━━━ RECORD SET

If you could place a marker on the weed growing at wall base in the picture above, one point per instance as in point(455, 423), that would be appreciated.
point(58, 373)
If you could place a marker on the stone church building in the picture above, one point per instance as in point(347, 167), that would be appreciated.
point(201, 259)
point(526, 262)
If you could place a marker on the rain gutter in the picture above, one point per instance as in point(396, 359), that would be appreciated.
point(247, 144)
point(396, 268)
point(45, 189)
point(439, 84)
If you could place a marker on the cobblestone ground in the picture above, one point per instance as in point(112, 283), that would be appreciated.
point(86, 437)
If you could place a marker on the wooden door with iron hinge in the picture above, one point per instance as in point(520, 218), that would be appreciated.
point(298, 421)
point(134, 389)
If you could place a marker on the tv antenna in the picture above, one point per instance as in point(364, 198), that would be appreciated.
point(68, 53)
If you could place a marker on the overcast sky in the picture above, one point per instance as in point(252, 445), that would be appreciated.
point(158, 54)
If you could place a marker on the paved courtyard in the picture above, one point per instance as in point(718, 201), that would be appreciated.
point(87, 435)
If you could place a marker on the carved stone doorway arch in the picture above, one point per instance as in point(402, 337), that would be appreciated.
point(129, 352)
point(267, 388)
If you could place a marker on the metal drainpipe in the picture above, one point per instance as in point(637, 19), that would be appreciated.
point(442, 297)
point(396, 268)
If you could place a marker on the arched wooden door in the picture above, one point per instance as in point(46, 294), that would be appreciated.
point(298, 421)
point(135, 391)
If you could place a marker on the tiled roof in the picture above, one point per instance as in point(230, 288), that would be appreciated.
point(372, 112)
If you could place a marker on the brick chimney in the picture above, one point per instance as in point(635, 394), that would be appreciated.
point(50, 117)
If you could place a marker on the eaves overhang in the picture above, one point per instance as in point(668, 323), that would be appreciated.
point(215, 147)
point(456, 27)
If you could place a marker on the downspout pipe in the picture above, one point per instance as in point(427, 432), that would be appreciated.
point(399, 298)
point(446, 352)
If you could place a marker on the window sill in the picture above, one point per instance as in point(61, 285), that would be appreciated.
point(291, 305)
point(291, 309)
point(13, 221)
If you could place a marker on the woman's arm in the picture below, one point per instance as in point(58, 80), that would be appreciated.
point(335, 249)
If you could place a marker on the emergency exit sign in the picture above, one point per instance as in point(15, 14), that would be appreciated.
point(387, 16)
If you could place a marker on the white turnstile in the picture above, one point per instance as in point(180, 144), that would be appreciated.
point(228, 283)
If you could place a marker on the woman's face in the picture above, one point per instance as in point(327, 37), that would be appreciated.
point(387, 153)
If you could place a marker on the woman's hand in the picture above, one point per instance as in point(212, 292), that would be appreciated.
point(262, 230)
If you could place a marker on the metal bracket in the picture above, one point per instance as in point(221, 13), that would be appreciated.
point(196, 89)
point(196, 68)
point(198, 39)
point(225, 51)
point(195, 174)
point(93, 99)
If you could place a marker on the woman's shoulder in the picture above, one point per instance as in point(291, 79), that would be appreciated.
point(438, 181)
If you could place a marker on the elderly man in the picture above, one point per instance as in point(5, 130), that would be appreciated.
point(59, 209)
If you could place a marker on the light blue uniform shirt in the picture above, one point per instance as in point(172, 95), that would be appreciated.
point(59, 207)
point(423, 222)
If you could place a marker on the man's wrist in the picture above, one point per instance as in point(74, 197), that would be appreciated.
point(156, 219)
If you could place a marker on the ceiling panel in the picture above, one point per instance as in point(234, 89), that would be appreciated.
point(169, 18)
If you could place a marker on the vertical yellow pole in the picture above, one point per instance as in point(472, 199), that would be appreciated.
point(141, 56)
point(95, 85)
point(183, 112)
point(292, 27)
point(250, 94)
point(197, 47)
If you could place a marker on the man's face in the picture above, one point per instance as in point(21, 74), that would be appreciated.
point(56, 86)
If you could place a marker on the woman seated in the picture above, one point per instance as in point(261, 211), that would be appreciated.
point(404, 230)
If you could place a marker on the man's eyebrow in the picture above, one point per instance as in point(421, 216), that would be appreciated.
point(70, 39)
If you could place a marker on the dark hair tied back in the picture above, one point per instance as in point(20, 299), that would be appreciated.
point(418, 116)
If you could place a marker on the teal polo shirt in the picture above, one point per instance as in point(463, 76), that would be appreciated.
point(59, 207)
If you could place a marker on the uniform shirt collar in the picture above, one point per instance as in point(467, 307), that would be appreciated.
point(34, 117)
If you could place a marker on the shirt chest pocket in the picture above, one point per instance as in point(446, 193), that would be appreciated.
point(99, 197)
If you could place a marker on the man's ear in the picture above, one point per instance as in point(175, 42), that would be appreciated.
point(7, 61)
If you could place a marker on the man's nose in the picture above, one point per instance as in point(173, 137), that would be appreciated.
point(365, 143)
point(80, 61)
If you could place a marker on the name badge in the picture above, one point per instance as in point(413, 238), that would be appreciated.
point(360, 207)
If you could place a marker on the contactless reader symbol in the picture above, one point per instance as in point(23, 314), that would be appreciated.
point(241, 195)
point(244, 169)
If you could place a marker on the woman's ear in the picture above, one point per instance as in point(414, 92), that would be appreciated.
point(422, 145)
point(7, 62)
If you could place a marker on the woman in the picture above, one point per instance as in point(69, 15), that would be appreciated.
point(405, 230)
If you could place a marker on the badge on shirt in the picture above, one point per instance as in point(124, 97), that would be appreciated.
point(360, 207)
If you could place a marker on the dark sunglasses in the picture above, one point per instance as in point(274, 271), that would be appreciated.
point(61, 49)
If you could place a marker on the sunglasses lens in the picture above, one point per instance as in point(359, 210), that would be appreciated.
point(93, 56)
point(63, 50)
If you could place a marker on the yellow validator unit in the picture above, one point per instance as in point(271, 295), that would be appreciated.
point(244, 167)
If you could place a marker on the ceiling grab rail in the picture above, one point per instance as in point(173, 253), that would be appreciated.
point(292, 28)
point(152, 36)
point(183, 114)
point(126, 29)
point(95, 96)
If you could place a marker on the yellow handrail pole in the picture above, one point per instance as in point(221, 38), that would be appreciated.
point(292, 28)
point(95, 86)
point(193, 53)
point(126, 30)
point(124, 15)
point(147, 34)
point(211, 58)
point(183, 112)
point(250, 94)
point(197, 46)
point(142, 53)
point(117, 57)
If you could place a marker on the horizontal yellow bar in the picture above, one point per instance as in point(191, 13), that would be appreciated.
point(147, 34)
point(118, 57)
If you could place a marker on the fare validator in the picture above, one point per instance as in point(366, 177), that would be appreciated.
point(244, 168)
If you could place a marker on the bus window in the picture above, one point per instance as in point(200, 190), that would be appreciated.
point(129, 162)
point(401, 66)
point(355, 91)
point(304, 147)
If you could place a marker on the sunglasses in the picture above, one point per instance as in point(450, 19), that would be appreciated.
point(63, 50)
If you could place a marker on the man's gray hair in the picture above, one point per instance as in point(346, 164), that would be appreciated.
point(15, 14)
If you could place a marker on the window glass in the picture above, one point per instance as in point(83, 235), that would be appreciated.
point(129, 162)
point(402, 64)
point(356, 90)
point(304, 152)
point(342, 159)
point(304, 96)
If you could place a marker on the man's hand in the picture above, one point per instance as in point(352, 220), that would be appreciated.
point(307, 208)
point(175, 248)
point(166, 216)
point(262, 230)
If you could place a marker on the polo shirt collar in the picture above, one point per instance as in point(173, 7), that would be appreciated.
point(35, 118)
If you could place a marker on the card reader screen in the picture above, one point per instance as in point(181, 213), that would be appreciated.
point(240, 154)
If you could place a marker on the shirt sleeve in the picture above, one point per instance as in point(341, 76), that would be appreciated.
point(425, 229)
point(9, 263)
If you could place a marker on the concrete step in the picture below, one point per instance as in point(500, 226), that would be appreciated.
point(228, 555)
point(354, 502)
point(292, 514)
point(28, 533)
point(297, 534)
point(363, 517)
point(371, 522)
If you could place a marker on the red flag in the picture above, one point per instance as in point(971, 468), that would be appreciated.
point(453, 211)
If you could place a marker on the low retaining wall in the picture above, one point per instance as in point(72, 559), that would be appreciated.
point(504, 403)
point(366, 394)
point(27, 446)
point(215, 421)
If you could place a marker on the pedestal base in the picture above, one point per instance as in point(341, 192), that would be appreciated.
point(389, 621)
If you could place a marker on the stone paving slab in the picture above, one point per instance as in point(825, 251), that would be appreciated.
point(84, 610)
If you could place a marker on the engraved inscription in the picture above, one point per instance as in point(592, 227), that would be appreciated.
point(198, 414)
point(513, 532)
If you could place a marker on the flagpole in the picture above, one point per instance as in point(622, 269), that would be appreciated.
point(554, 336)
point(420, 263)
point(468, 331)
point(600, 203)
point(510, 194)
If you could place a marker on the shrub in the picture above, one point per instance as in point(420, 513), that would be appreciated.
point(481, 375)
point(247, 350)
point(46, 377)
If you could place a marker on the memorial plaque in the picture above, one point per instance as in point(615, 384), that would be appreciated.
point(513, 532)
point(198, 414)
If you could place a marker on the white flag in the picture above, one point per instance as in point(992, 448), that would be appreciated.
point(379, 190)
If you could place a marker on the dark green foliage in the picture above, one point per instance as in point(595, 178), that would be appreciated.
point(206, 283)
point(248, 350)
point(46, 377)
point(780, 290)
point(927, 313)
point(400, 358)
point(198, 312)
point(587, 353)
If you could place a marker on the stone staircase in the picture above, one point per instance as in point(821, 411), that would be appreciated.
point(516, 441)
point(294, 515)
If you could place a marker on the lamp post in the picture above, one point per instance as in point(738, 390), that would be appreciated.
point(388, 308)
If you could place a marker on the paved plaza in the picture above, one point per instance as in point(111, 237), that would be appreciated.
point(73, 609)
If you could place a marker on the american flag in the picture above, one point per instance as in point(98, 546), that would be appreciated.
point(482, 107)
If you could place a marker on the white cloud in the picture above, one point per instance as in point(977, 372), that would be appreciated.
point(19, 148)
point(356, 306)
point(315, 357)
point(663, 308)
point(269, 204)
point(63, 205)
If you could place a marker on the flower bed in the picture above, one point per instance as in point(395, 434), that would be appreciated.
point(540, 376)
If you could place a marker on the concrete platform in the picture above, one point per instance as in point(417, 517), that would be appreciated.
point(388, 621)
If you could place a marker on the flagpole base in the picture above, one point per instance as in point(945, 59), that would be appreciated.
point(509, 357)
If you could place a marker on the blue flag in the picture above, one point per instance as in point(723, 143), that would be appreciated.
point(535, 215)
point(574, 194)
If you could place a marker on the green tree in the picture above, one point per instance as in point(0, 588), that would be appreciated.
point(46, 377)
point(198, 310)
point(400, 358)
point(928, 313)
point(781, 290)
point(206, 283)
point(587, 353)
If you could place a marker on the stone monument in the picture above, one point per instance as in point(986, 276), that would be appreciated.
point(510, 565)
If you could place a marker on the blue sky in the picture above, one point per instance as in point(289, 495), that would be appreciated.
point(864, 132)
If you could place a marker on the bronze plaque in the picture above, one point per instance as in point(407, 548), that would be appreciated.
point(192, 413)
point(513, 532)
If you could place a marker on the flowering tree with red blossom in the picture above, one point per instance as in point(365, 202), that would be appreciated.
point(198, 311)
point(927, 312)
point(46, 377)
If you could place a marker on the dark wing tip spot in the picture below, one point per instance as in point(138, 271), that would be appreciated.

━━━━━━

WHAT TO PRODUCE :: Print the line containing "If you could place a marker on the stone monument", then every line after it through the last line of the records, each exactly as written; nothing else belongs in the answer.

EXERCISE RESPONSE ::
If you could place a marker on the stone monument in the picture above, one point per instance as in point(986, 276), that would be appreciated.
point(510, 565)
If you could place a marker on the blue sky in the picture above, one point per instance as in point(289, 495), that would be appreciated.
point(864, 132)
If you could place a marker on the bronze plaque in the picture above, one point per instance as in point(407, 548), that would be appreciated.
point(192, 413)
point(513, 532)
If you could place a marker on the flowering tree with red blossom in the picture above, one point per instance as in point(365, 202), that would be appreciated.
point(198, 311)
point(927, 312)
point(46, 377)
If you could place a marker on the dark wing tip spot in the picture below, one point per instance as in point(138, 271), that would be appreciated.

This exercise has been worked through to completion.